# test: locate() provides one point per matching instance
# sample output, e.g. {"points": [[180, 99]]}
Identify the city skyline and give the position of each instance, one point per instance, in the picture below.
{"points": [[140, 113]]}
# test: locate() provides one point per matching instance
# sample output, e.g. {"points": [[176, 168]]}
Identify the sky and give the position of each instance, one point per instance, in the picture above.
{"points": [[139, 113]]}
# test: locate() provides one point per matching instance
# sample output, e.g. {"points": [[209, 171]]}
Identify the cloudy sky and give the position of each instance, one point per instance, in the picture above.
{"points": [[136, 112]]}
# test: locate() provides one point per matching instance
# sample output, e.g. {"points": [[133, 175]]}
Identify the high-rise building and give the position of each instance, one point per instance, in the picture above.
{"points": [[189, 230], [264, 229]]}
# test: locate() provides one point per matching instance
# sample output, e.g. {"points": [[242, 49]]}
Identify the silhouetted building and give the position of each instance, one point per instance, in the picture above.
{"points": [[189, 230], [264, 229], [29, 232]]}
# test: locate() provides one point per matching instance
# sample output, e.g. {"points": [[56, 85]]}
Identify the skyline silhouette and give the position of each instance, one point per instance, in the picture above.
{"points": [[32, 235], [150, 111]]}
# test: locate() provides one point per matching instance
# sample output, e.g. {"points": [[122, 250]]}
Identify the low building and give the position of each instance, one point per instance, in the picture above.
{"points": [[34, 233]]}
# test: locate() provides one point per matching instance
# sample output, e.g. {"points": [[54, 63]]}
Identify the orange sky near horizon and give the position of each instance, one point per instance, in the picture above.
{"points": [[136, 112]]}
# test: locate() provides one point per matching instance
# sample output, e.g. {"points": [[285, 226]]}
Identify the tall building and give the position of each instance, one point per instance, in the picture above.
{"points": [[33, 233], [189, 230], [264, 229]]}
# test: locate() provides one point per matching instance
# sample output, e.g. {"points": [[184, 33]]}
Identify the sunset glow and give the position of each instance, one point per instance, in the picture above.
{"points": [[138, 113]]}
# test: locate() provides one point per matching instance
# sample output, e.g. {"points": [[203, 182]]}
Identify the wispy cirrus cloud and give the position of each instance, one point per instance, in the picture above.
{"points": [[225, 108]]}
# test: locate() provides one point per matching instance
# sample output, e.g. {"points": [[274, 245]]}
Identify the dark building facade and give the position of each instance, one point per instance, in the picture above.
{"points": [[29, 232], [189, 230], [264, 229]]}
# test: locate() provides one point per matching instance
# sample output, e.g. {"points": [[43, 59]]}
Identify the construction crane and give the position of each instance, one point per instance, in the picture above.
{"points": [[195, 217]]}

============

◆ **TASK INSTRUCTIONS**
Repeat all the material exactly as it stands.

◆ **RESPONSE AREA**
# test: locate() provides one point per matching instance
# sample output, e.g. {"points": [[180, 99]]}
Identify the city skyline and give the position of each instance, one point per instance, in the picture below.
{"points": [[140, 113]]}
# test: locate() provides one point per matching instance
# sample output, e.g. {"points": [[176, 168]]}
Identify the sky and give the position of each instance, one point per instance, in the picture above.
{"points": [[139, 113]]}
# test: locate() provides one point per matching instance
# sample output, e.g. {"points": [[209, 171]]}
Identify the cloudy sky and give the position of each instance, one point per instance, in the picture above.
{"points": [[136, 112]]}
# test: locate() provides one point per matching instance
# sample output, e.g. {"points": [[133, 175]]}
Identify the high-rise building and give the position of each instance, one point per instance, in the picture above.
{"points": [[189, 230], [264, 229]]}
# test: locate() provides one point per matching instance
# sample output, e.g. {"points": [[242, 49]]}
Identify the silhouetted building and give the position of each instance, one point per instance, in the picture above.
{"points": [[189, 230], [264, 229], [29, 232]]}
# test: locate() provides one point per matching instance
# sample output, e.g. {"points": [[56, 85]]}
Identify the skyline silhouette and give the position of each instance, one point per instance, in the picture above.
{"points": [[32, 235], [150, 111]]}
# test: locate() provides one point per matching instance
# sample output, e.g. {"points": [[122, 250]]}
Identify the low building and give the position of each instance, one point per instance, in the picture above.
{"points": [[34, 233]]}
# test: locate() provides one point per matching instance
# sample output, e.g. {"points": [[54, 63]]}
Identify the orange sky near horizon and give the position of each instance, one point per instance, in the picture above.
{"points": [[136, 112]]}
# test: locate() provides one point per matching instance
# sample output, e.g. {"points": [[285, 226]]}
Identify the tall building and give the position of each instance, one point per instance, in the picture above.
{"points": [[33, 233], [189, 230], [264, 229]]}
# test: locate() provides one point per matching instance
# sample output, e.g. {"points": [[184, 33]]}
Identify the sunset glow and give the position of each instance, one point per instance, in the picture above.
{"points": [[138, 113]]}
# test: locate() provides one point per matching instance
# sample output, e.g. {"points": [[203, 182]]}
Identify the wispy cirrus cloud and give the position of each instance, one point per instance, in the picture above.
{"points": [[225, 108]]}
# test: locate() provides one point per matching instance
# sample output, e.g. {"points": [[274, 245]]}
Identify the dark building facade and give the position of each instance, one point per instance, in the picture above.
{"points": [[29, 232], [189, 230], [264, 229]]}
# test: locate() provides one point per matching instance
# sample output, e.g. {"points": [[43, 59]]}
Identify the construction crane and give the position of each instance, one point per instance, in the picture above.
{"points": [[195, 217]]}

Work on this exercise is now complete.